____ Records for the task
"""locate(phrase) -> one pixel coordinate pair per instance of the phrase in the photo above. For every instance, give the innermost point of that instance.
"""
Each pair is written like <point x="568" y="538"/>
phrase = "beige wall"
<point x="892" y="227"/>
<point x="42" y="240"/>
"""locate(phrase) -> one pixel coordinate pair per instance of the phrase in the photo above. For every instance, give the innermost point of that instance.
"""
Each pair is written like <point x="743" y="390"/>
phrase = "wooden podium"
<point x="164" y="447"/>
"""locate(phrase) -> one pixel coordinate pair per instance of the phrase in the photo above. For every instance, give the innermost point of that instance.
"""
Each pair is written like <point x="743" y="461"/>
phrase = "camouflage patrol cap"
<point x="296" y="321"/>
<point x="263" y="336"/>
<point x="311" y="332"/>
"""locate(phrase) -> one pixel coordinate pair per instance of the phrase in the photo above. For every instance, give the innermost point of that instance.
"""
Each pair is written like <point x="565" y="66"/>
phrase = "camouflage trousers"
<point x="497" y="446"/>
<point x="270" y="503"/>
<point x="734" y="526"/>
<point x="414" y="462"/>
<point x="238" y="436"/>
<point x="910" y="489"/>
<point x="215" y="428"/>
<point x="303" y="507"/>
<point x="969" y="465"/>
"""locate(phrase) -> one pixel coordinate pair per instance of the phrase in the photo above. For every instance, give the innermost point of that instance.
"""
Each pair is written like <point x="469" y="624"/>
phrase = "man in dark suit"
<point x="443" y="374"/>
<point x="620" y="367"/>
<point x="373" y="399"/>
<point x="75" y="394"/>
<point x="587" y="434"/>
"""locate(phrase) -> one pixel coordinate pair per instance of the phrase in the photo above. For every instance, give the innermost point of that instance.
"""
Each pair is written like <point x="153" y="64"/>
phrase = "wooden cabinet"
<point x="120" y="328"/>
________
# Task item
The complete listing is to be repeated exactly.

# Result of this task
"""locate(phrase) -> one pixel coordinate pair per instance of the phrase in the photo above. For every instance, give the innermost point of that instance.
"""
Each pair is written like <point x="568" y="538"/>
phrase = "beige wall"
<point x="892" y="227"/>
<point x="42" y="240"/>
"""locate(phrase) -> one pixel coordinate pair per instance of the phrase in the photo above. For every instance, give the innermost point of that instance.
"""
Each pair is written like <point x="743" y="390"/>
phrase = "wooden podium"
<point x="164" y="447"/>
"""locate(phrase) -> one pixel coordinate pair per instance of the phrase in the photo above. For every instance, give the innermost point of that instance.
"""
Each pair is written like <point x="743" y="461"/>
phrase = "camouflage patrol cap"
<point x="296" y="321"/>
<point x="263" y="336"/>
<point x="311" y="332"/>
"""locate(phrase) -> one pixel coordinate pair per instance of the phrase in the photo above. For every instance, give the innermost point of that instance.
"""
Each pair is written like <point x="565" y="66"/>
phrase = "camouflage trousers"
<point x="497" y="446"/>
<point x="270" y="503"/>
<point x="734" y="526"/>
<point x="414" y="462"/>
<point x="238" y="436"/>
<point x="910" y="489"/>
<point x="215" y="428"/>
<point x="303" y="507"/>
<point x="969" y="465"/>
"""locate(phrase) -> one pixel coordinate pair per instance of the phrase in the photo above. For every instance, give the innermost point of that instance.
"""
Each pair is written like <point x="469" y="624"/>
phrase = "man in dark suit"
<point x="443" y="374"/>
<point x="620" y="367"/>
<point x="373" y="399"/>
<point x="75" y="394"/>
<point x="587" y="434"/>
"""locate(phrase) -> one pixel coordinate pair per instance of the phrase in the photo above. For every instance, give the innermost point of that instance.
"""
Each pair is written like <point x="153" y="64"/>
phrase = "wooden cabinet"
<point x="120" y="328"/>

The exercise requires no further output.